DATA RECORDS:
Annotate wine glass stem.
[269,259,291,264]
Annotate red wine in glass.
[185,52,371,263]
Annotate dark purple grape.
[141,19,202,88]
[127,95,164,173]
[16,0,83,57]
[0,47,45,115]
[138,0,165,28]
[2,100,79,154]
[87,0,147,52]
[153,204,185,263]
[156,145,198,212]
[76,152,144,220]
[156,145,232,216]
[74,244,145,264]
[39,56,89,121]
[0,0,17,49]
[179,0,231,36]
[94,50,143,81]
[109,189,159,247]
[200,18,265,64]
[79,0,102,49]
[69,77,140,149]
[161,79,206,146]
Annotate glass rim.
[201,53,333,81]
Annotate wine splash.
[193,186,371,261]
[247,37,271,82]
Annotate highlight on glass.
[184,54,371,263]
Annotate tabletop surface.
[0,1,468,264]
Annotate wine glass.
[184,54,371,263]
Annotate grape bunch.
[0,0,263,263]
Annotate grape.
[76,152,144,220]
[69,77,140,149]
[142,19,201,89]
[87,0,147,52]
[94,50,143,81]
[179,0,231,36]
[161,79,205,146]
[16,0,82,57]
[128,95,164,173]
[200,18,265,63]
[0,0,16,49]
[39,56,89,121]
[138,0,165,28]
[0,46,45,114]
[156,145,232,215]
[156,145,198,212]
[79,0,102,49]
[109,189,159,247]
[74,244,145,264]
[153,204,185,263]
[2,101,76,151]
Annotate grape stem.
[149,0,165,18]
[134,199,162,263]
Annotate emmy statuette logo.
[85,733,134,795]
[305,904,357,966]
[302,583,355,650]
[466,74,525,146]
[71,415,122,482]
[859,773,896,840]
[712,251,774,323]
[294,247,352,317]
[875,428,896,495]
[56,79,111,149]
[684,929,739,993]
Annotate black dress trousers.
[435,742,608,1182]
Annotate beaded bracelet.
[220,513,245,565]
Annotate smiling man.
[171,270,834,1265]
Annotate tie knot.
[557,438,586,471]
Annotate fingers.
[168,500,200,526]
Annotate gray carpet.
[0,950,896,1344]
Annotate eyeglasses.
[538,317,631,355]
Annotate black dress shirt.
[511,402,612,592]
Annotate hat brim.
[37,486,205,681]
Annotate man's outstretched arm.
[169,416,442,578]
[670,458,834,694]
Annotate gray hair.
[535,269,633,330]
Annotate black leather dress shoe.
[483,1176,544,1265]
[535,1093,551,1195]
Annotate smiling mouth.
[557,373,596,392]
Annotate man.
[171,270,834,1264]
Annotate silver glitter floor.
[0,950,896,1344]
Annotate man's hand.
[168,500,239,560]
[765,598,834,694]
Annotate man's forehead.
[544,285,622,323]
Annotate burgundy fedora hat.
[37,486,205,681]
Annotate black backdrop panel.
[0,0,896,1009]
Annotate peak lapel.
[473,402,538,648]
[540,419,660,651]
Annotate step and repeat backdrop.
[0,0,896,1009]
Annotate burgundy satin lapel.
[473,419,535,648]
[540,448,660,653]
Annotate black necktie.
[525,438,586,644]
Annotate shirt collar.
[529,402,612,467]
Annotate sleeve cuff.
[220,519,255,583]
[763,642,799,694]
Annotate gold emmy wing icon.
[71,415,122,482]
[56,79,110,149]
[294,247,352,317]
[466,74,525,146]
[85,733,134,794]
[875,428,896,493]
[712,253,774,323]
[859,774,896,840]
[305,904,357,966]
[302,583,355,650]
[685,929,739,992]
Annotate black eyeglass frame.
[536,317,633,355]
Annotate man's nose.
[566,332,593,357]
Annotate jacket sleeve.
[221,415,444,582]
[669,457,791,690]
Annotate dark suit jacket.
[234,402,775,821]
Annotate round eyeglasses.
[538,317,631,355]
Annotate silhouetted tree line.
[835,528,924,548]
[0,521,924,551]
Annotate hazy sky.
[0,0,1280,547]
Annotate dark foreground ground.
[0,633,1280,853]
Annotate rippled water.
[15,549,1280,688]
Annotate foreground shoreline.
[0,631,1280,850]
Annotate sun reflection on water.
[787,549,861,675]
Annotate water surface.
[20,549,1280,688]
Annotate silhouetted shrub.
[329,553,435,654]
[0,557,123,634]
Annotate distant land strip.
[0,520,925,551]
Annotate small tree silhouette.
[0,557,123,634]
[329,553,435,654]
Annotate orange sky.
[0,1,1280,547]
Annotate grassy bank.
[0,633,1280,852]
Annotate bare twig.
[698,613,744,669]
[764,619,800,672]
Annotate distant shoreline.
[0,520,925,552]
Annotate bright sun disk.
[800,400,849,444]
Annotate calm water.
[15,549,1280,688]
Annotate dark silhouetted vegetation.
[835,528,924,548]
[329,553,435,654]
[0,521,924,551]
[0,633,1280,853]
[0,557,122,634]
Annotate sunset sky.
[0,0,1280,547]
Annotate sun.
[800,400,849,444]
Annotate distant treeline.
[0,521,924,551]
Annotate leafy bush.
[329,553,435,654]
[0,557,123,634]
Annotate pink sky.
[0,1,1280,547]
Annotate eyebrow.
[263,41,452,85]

EXERCISE: Extract every line in the entries above that contains the word "surface".

FULL RESPONSE:
Annotate tabletop surface.
Annotate water surface.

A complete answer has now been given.